══ Information provided

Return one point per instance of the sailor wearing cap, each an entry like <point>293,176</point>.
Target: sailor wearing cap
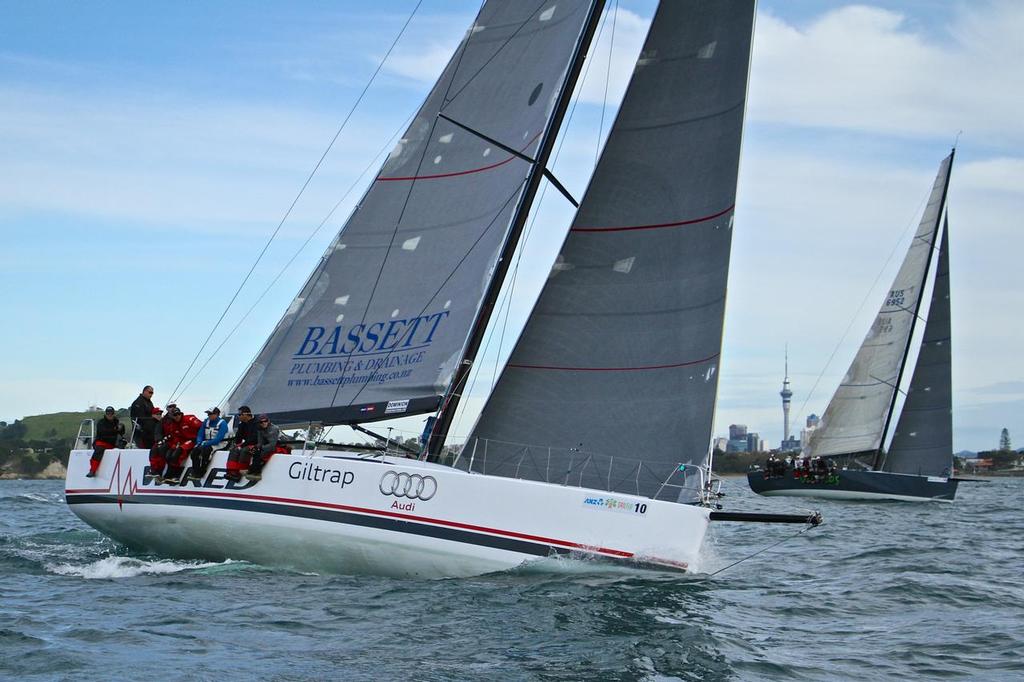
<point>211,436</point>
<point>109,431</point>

════
══ Information provided

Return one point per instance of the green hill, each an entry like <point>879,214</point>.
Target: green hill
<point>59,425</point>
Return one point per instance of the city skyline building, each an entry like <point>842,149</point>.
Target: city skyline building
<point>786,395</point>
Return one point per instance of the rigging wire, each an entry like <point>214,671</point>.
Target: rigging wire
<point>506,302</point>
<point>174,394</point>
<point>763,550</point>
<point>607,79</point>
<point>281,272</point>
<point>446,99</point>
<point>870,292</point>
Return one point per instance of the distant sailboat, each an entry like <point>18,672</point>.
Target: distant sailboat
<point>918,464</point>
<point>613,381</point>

════

Task item: Reproduce, exactly as they stand in the data above, the lines from the one that holds "Target: city skyline building" to the one that holds "Return one point per instance of the rigging", inclusive.

Finished task:
Target: city skyline building
<point>786,395</point>
Return one point per instance of the rigging wire, each an entry like <point>214,671</point>.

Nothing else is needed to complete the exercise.